Source records
————————

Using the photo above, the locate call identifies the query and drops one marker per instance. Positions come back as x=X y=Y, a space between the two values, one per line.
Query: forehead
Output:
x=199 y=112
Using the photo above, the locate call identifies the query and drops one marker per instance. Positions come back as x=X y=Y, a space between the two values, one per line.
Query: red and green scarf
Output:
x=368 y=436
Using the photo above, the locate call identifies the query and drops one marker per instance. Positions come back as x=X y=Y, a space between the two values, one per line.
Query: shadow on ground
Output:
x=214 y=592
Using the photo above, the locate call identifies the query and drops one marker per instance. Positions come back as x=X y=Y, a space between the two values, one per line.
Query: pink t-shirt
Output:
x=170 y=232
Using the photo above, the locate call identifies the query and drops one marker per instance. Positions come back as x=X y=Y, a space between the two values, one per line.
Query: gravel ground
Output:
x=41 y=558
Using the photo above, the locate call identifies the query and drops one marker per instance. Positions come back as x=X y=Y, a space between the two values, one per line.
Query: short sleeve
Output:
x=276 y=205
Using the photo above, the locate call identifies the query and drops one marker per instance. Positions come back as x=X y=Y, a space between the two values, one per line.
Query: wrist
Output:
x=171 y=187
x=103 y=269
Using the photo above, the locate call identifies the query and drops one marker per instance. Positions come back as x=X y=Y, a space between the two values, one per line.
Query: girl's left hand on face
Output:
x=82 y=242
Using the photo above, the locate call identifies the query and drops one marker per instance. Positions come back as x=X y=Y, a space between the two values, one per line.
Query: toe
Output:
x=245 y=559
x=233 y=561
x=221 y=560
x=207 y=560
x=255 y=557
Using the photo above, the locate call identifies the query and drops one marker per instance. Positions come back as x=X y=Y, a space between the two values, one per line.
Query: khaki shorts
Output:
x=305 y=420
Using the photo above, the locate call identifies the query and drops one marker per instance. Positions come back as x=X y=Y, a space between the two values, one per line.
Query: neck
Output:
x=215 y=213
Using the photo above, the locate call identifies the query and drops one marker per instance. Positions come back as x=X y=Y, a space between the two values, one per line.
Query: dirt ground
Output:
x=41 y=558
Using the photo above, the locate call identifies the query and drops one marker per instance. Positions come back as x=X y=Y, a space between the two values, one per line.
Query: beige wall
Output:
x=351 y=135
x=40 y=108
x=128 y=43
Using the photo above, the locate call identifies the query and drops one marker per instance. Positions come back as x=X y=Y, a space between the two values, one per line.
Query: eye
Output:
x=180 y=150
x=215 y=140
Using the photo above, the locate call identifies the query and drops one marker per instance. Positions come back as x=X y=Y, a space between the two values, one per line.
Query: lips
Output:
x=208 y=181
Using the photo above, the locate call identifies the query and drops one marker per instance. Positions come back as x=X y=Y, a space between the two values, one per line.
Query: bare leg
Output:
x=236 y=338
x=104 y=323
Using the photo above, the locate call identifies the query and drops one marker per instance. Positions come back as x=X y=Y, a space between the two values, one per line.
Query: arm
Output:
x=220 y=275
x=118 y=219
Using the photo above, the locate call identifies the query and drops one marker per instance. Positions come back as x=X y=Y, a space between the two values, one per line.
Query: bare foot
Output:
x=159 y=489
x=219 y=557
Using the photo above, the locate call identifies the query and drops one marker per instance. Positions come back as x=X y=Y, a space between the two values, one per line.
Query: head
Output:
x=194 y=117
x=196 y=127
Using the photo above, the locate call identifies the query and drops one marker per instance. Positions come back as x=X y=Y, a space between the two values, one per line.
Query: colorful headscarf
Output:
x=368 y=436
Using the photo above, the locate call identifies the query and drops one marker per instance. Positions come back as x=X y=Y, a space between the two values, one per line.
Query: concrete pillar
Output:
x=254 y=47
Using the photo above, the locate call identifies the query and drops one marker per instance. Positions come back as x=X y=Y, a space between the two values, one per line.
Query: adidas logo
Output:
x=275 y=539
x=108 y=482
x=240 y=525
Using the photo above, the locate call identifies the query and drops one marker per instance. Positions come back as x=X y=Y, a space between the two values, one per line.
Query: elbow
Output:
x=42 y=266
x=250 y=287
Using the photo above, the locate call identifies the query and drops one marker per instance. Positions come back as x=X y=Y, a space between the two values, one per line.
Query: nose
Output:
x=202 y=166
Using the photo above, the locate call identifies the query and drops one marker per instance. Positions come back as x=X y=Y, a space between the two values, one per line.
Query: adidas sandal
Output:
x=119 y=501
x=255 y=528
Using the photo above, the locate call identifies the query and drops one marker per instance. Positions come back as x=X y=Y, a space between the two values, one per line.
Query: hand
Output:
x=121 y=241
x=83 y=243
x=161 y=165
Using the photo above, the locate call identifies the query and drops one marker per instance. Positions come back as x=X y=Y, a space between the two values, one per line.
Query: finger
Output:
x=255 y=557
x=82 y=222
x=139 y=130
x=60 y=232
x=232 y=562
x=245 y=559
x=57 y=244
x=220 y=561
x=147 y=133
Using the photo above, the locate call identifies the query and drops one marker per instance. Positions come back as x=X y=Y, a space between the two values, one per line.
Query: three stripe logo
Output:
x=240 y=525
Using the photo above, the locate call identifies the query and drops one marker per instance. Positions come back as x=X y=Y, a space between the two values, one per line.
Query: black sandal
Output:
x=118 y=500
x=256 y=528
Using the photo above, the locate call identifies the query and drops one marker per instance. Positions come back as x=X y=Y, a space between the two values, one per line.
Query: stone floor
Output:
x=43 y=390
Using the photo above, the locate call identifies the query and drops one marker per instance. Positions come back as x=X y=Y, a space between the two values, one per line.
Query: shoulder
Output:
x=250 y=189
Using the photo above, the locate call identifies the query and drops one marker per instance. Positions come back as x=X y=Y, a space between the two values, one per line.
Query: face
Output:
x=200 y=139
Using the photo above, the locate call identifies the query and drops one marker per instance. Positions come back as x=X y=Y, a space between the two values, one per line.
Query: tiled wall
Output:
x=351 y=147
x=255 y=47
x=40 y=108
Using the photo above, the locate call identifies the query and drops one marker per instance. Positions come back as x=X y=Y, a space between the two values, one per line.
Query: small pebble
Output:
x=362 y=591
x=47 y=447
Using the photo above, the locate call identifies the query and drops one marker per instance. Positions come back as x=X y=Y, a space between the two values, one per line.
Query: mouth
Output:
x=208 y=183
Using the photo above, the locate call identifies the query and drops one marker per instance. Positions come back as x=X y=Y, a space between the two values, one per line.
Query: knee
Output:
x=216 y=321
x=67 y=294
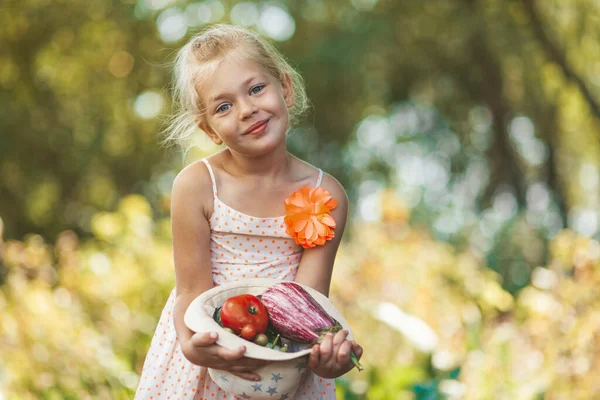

————————

(Exercise directions)
Wherever the string "sandal" appears in the entries above, list that line.

(Exercise response)
Query: adidas sandal
Query: black sandal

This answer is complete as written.